- **Problem**
Transcribe the records exactly from the line with "[trace] bird's foot" to the end, both included.

===== Material provided =====

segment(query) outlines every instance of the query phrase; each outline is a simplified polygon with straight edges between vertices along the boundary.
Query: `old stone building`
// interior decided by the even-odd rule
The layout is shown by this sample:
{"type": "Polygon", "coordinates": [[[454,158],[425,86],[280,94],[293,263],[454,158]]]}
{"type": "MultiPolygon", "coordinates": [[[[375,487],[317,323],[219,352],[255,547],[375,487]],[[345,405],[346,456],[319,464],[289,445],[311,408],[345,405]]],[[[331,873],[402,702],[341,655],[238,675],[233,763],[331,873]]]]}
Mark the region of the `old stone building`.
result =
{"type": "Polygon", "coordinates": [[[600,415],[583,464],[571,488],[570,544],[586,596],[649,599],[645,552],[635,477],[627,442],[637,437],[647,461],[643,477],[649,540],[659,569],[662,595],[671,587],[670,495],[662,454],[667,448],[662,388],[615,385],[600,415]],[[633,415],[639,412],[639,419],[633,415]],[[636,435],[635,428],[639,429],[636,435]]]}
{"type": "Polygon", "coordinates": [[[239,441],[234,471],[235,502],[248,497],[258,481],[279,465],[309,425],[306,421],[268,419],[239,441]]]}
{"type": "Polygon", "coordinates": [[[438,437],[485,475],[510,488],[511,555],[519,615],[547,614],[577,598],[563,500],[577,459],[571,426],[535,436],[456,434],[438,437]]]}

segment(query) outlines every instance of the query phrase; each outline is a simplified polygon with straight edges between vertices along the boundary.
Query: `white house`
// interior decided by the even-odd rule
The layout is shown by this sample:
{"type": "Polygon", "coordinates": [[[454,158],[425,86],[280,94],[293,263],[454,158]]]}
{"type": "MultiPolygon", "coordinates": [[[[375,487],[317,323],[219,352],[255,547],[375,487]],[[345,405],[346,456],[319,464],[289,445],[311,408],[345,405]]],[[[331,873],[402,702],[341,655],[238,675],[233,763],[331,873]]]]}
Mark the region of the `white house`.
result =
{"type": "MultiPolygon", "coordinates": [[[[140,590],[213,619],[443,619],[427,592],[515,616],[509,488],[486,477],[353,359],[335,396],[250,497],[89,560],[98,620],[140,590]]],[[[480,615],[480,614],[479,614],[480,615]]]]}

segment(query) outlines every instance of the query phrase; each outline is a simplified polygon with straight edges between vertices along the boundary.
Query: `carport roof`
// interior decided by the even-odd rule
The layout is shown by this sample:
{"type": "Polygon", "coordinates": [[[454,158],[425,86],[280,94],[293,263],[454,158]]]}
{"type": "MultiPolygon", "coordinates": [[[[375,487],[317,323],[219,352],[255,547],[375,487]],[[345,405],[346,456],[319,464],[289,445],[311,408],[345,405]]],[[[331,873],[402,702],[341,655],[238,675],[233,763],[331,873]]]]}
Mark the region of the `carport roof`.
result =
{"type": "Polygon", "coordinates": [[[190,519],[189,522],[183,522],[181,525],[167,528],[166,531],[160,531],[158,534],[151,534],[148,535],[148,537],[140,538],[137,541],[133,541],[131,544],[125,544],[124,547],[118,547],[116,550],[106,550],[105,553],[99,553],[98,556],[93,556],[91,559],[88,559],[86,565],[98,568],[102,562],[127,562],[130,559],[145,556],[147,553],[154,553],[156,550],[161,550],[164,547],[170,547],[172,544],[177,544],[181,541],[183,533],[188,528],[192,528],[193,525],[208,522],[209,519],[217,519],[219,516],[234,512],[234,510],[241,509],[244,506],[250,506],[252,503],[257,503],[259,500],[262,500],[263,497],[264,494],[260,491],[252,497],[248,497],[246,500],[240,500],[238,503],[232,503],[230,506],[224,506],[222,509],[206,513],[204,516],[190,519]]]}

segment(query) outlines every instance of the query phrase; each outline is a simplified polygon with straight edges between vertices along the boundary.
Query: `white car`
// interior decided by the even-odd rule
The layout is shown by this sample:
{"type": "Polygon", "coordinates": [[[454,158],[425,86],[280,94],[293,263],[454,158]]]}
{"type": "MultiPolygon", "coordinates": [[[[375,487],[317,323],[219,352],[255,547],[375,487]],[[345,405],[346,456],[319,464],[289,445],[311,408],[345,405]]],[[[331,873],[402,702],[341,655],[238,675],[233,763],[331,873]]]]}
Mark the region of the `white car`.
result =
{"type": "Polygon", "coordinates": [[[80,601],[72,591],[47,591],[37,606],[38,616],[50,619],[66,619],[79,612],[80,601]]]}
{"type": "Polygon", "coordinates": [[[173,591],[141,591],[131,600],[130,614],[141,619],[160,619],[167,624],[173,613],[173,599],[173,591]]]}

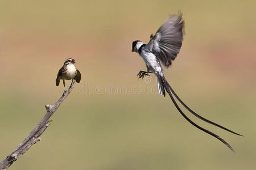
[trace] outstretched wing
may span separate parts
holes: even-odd
[[[158,29],[146,49],[154,52],[162,63],[168,68],[180,52],[183,40],[184,21],[181,15],[173,15]]]
[[[76,81],[77,83],[80,83],[80,80],[81,80],[81,78],[82,78],[82,76],[81,75],[80,71],[79,71],[79,70],[77,69],[76,69],[76,71],[77,71],[76,75],[75,76],[74,79],[76,80]]]
[[[62,74],[62,72],[63,71],[63,67],[62,67],[60,70],[59,70],[58,74],[57,75],[57,78],[56,78],[56,86],[59,86],[60,84],[60,76]]]

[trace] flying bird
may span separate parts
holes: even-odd
[[[75,66],[74,63],[76,61],[73,58],[68,58],[65,60],[63,66],[59,70],[57,78],[56,79],[56,86],[59,86],[60,80],[63,80],[63,90],[65,92],[65,80],[72,80],[72,82],[75,80],[77,83],[81,80],[80,71]]]
[[[179,108],[172,95],[189,112],[197,118],[234,134],[242,135],[201,117],[191,109],[179,97],[164,77],[161,63],[168,68],[172,64],[172,61],[177,57],[177,54],[180,52],[183,40],[183,29],[184,21],[181,15],[172,15],[158,29],[155,35],[150,36],[150,40],[147,44],[144,44],[140,40],[133,42],[131,52],[138,53],[142,57],[147,67],[146,71],[141,70],[137,76],[139,76],[139,79],[143,78],[145,76],[149,76],[148,74],[154,73],[157,78],[158,93],[160,95],[165,96],[166,91],[177,109],[188,122],[201,130],[216,138],[234,151],[231,146],[224,139],[197,125],[187,117]]]

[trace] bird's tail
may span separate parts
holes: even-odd
[[[164,95],[166,96],[166,91],[164,88],[164,83],[163,81],[162,76],[160,75],[160,74],[158,74],[156,75],[156,77],[158,78],[158,94],[160,95]]]
[[[174,99],[174,97],[172,96],[172,92],[174,94],[174,95],[176,97],[176,98],[178,100],[178,101],[188,110],[191,113],[192,113],[193,115],[196,116],[197,118],[209,123],[210,124],[212,125],[213,125],[214,126],[216,126],[217,127],[219,127],[222,129],[224,129],[226,131],[228,131],[230,133],[232,133],[233,134],[238,135],[241,135],[238,133],[236,133],[226,128],[223,127],[221,125],[220,125],[217,124],[216,124],[213,122],[212,122],[211,121],[209,121],[203,117],[201,117],[201,116],[197,114],[197,113],[196,113],[195,112],[193,112],[192,109],[191,109],[187,105],[185,104],[185,103],[184,103],[183,101],[182,101],[182,100],[179,97],[179,96],[176,94],[176,93],[175,92],[175,91],[173,90],[173,89],[172,88],[172,87],[171,87],[171,86],[170,85],[170,84],[168,83],[167,80],[166,80],[166,79],[165,78],[164,76],[163,75],[160,75],[160,74],[158,74],[157,75],[158,77],[158,82],[159,82],[160,83],[159,83],[158,84],[160,84],[160,86],[159,85],[159,87],[164,87],[164,90],[166,91],[166,92],[168,94],[170,97],[171,97],[171,99],[172,100],[172,102],[174,103],[174,105],[175,105],[176,108],[177,108],[177,109],[179,110],[179,112],[180,113],[180,114],[181,114],[181,115],[191,124],[192,124],[193,126],[196,126],[196,128],[197,128],[198,129],[200,129],[201,130],[203,130],[203,131],[212,135],[213,137],[216,138],[217,139],[218,139],[218,140],[220,140],[220,141],[221,141],[222,143],[224,143],[225,144],[226,144],[229,148],[230,148],[233,151],[234,151],[233,148],[231,147],[230,145],[229,145],[226,141],[225,141],[223,139],[222,139],[221,138],[220,138],[219,136],[218,136],[217,135],[215,134],[214,133],[204,129],[201,128],[201,126],[197,125],[197,124],[196,124],[195,122],[193,122],[191,120],[190,120],[188,117],[187,117],[187,116],[183,113],[183,112],[182,112],[182,110],[181,110],[181,109],[180,108],[180,107],[179,107],[179,105],[177,105],[177,103],[176,102],[175,100]],[[159,79],[160,80],[159,80]],[[159,87],[158,88],[159,90]],[[162,92],[163,94],[165,95],[165,92]],[[241,135],[242,136],[242,135]]]
[[[57,77],[57,78],[56,79],[56,86],[59,86],[59,85],[60,84],[60,79],[59,76]]]

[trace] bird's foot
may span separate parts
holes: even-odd
[[[140,71],[139,73],[138,73],[137,76],[139,76],[139,79],[140,78],[143,79],[145,76],[150,76],[147,71]]]

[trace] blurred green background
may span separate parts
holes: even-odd
[[[255,169],[255,5],[254,1],[1,1],[1,159],[39,122],[44,105],[62,94],[55,78],[72,57],[81,82],[52,117],[42,141],[10,169]],[[157,94],[154,76],[146,82],[136,76],[146,66],[131,53],[132,41],[147,42],[168,15],[179,10],[185,35],[165,75],[192,109],[245,136],[189,116],[226,140],[236,154],[187,122],[169,97]],[[120,87],[129,92],[119,91]]]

=====

- **Written solution**
[trace] bird's foot
may span separate parts
holes: even-odd
[[[140,71],[139,73],[138,73],[137,76],[139,76],[139,79],[140,78],[143,79],[145,76],[150,76],[147,71]]]

[trace] blurred green background
may span separate parts
holes: even-odd
[[[255,169],[255,5],[254,1],[1,1],[1,159],[39,122],[44,105],[62,94],[55,78],[72,57],[81,82],[52,117],[42,141],[10,169]],[[157,94],[154,76],[146,82],[136,76],[146,66],[131,53],[132,41],[147,42],[168,15],[179,10],[185,35],[165,75],[192,109],[245,136],[189,116],[226,140],[236,154],[187,122],[169,97]],[[120,87],[129,92],[119,91]]]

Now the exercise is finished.